:: Task prompt ::
Each line from the one that contains "of the rooftop" to the end of the material must be quoted exactly; include both end lines and nothing else.

---------- Exercise inputs

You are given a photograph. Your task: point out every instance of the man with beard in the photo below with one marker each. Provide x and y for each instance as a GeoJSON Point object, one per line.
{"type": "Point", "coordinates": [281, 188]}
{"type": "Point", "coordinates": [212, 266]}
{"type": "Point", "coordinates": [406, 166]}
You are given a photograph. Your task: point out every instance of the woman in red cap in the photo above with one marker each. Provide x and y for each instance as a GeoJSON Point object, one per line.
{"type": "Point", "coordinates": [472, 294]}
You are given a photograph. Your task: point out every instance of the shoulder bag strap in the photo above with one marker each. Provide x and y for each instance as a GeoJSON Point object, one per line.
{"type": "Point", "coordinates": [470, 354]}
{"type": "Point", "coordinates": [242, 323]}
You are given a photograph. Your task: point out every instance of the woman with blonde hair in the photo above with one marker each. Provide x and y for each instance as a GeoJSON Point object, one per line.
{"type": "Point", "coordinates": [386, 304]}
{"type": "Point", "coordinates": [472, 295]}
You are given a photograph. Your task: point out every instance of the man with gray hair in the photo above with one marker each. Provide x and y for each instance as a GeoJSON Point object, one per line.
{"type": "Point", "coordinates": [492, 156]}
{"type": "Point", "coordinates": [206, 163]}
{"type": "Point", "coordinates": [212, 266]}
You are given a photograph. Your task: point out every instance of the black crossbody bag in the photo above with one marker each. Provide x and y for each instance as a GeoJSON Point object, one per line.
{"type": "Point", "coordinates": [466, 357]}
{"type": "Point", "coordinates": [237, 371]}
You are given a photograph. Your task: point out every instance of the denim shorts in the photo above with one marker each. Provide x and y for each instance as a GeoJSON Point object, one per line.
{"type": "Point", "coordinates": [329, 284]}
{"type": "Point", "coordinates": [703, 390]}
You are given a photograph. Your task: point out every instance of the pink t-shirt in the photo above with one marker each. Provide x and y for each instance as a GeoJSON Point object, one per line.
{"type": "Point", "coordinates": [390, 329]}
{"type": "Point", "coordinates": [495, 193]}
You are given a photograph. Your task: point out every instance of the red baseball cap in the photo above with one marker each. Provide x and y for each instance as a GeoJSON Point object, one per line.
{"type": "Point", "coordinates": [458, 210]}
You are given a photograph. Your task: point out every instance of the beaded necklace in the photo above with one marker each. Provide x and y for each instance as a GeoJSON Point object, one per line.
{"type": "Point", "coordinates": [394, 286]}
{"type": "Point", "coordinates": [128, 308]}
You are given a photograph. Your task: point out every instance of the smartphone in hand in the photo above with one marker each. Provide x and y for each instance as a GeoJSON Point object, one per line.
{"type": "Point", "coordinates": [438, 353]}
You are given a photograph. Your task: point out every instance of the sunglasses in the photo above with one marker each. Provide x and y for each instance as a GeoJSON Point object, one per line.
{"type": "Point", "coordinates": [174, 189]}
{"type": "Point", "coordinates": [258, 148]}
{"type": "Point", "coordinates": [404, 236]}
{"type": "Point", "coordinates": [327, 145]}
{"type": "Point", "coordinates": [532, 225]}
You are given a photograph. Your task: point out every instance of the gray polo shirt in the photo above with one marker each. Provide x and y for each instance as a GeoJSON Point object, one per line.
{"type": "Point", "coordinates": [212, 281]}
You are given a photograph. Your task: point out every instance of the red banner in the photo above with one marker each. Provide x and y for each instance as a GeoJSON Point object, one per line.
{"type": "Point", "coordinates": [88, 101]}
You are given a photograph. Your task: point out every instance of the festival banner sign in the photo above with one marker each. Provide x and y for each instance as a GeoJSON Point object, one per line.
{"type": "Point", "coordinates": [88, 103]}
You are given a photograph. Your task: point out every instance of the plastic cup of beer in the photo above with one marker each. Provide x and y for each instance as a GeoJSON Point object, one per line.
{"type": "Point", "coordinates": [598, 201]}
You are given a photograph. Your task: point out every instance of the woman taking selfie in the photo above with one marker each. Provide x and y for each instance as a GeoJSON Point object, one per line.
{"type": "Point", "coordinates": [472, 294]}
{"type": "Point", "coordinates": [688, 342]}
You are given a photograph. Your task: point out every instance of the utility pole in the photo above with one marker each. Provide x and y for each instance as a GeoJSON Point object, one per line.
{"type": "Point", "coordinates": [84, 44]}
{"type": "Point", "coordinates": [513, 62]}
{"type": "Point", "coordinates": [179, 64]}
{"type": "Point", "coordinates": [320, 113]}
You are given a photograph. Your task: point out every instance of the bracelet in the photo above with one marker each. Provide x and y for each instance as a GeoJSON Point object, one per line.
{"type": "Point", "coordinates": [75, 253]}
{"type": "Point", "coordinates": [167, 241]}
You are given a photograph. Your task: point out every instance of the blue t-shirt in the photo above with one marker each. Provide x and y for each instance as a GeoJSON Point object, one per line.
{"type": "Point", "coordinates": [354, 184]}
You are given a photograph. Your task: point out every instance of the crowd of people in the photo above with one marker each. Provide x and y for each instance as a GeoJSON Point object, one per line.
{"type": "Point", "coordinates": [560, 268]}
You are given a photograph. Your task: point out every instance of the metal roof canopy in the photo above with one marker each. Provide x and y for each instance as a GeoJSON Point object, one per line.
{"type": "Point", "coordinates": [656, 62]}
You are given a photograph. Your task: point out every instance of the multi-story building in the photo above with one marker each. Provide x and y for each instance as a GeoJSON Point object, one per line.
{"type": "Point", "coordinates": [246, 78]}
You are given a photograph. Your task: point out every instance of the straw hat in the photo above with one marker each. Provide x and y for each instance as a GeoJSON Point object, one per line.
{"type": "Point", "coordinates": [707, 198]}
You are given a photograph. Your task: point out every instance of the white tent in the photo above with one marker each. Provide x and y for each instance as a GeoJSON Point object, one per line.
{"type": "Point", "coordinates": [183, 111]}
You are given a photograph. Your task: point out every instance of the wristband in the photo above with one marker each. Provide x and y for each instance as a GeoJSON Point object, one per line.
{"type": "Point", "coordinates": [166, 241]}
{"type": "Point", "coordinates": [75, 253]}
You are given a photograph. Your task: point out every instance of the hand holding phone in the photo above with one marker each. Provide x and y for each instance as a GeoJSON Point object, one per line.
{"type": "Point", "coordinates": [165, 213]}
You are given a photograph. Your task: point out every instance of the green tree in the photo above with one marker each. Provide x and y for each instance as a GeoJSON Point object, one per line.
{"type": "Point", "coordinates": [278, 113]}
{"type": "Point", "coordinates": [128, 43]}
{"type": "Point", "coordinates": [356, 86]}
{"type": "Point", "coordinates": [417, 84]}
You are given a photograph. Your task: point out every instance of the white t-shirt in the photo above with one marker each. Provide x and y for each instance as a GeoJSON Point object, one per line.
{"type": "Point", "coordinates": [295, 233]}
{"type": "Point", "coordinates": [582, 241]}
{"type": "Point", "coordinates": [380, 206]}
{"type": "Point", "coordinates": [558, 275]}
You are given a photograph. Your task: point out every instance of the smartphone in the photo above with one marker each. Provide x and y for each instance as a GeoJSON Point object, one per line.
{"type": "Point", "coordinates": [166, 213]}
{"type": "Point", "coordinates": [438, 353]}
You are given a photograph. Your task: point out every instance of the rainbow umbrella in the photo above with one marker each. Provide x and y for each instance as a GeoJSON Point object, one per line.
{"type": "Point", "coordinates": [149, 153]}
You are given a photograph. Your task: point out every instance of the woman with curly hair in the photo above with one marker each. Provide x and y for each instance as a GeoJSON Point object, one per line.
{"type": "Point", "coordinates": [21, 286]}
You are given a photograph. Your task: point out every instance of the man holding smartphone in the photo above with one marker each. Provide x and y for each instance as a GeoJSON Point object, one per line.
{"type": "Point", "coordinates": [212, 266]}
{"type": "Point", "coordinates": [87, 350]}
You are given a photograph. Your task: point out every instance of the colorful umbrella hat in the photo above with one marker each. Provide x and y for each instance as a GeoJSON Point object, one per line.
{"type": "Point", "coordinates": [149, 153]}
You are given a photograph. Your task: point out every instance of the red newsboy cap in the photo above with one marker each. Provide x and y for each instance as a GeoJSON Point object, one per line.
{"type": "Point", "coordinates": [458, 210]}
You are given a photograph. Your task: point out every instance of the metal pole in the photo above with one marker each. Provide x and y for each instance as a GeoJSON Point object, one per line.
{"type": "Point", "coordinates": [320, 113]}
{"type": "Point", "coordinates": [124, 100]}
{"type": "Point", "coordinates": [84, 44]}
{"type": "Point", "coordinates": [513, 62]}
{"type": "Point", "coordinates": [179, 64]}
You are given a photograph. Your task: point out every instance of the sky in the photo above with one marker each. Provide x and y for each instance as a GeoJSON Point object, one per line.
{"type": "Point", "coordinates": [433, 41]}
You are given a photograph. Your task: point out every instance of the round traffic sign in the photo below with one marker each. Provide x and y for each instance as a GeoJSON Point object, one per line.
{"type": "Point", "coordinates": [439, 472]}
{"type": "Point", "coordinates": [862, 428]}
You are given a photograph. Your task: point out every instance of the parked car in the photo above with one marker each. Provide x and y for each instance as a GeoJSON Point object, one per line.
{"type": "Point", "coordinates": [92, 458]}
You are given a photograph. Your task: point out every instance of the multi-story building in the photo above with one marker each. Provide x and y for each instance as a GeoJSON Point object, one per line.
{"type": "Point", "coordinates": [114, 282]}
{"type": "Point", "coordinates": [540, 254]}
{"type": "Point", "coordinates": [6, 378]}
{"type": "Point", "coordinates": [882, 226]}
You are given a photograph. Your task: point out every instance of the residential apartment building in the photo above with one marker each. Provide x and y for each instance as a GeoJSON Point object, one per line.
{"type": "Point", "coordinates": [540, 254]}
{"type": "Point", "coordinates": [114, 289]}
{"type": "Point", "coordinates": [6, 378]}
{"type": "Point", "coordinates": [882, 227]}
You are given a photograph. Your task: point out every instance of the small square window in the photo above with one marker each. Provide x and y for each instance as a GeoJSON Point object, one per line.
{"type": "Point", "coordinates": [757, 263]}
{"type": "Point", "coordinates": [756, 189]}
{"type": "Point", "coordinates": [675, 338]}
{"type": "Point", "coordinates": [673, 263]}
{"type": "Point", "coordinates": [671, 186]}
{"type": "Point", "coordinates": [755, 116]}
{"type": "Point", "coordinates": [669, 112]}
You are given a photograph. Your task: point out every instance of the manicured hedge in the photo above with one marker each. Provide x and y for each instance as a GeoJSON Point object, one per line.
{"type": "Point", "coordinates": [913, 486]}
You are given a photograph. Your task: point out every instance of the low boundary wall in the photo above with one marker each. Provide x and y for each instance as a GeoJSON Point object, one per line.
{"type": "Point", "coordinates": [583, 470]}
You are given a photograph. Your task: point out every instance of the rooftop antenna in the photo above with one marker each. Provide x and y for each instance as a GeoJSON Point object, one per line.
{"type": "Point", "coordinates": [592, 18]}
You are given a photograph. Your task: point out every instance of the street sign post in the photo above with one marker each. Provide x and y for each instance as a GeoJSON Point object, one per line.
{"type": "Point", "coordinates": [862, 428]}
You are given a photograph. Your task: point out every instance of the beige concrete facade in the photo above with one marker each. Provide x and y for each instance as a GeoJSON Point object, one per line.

--------------------

:: Answer in full ::
You are given a photograph. Your task: point out every instance of the rooftop antenna in the photo above with one marker each. Provide x and y for each instance as a GeoJSON Point object, one per line.
{"type": "Point", "coordinates": [592, 18]}
You are given a photograph. Your task: point out every instance of the street sign post in the photo above with one marker each. Provide x and y for each instance as a GeoJSON Point object, one per line.
{"type": "Point", "coordinates": [862, 428]}
You are given a photograph. Your task: point out every instance of the beige concrete facade in the photo above with one marker each. Provide x and y for each instance as a GeoJSON Point object, one per line.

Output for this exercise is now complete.